## Work to complete
Pick up the forum post about getting playable instruments to young music students and continue it from where it stops.

## Reading text
════
Author: ThatPerfectReed 
Date:   2014-01-25 16:09

Tony F.

I COMPLETELY get where you are coming from.

The man you describe, on balance, has apparently given so much to music that to sit in judgement of his desire to be buried with a beloved instrument would be wrong. I hope I haven't offended.

Clearly, we are all affected by our experiences with music, some of mine being the inaccessibility of playable, forget good, instruments for "children of need" to play on in some of our less than privledged school districts in the States.

To get a child to remain motivated in their music studies is hard enough, let alone when their instrument is not performing acceptably. Fortunately, this hurdle is more than compensated for when placing a decent instrument in the hands of a new player, and seeing their face light up with the excitement of knowing "it wasn't me" when they can now hit notes their previously defective instrument would not allow--not to mention their renewed passion for music.
════
## Recorded information

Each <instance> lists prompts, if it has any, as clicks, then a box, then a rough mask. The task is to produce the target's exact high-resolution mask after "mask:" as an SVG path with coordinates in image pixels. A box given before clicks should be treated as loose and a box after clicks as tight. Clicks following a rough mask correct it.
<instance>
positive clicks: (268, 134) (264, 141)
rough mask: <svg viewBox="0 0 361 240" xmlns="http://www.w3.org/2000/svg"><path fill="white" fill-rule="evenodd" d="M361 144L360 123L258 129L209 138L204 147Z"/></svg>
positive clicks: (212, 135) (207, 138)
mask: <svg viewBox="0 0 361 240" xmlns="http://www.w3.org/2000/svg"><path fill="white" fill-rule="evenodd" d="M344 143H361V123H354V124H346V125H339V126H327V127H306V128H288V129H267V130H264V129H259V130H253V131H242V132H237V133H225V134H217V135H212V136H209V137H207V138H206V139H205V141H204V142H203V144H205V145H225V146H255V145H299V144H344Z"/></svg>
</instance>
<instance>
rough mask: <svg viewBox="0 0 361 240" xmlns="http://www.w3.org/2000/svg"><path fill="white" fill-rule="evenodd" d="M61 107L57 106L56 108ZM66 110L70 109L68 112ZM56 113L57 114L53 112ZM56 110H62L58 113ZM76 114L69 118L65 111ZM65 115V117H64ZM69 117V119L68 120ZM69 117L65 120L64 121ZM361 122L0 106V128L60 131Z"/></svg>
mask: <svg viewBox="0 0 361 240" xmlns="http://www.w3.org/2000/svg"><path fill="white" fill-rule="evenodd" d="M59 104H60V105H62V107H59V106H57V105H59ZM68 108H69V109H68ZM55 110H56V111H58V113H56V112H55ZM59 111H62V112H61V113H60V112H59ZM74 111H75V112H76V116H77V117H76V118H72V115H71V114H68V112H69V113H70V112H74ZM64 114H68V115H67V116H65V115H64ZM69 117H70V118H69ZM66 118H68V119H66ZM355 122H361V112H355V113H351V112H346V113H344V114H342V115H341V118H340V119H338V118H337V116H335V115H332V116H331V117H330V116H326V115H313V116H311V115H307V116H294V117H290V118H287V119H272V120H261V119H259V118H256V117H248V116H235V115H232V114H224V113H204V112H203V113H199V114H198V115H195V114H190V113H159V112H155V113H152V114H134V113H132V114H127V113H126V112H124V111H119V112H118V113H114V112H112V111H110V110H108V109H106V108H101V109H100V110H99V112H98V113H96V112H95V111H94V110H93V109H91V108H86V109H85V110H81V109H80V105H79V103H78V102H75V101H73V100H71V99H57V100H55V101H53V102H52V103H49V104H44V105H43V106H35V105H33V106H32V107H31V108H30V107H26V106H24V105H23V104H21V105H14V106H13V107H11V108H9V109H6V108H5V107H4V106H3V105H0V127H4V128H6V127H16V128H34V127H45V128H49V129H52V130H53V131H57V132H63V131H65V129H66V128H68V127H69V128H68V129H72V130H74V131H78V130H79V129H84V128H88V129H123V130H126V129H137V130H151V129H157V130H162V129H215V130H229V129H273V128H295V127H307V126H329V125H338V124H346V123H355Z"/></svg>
════
## Response to the exercise
As it regards convincing your friend to pass his hardware on, I leave you with a video segment produced by one of the most well known TV news magazine shows here in the States, on why burying instruments with their players should, IMHO, be reconsidered. If this doesn't change your friend's mind, I'm not sure anything will.

These fine people of Paraguay, importers of trash, turn it into instruments.

/http://www.cbsnews.com/news/the-recyclers-from-trash-comes-triumph/.

I'll get off my soap box now with apologies to sfalexi. This thread is about "the mouthpiece that never was," not about using my "mouthpiece" to pontificate.

In a perfect world I'd love to try a Lelandais/Chedeville, but I am nonetheless thrilled with my Vandoren B45 and 1950's R13, especially since, as highlighted by this video, it's hardly a perfect world.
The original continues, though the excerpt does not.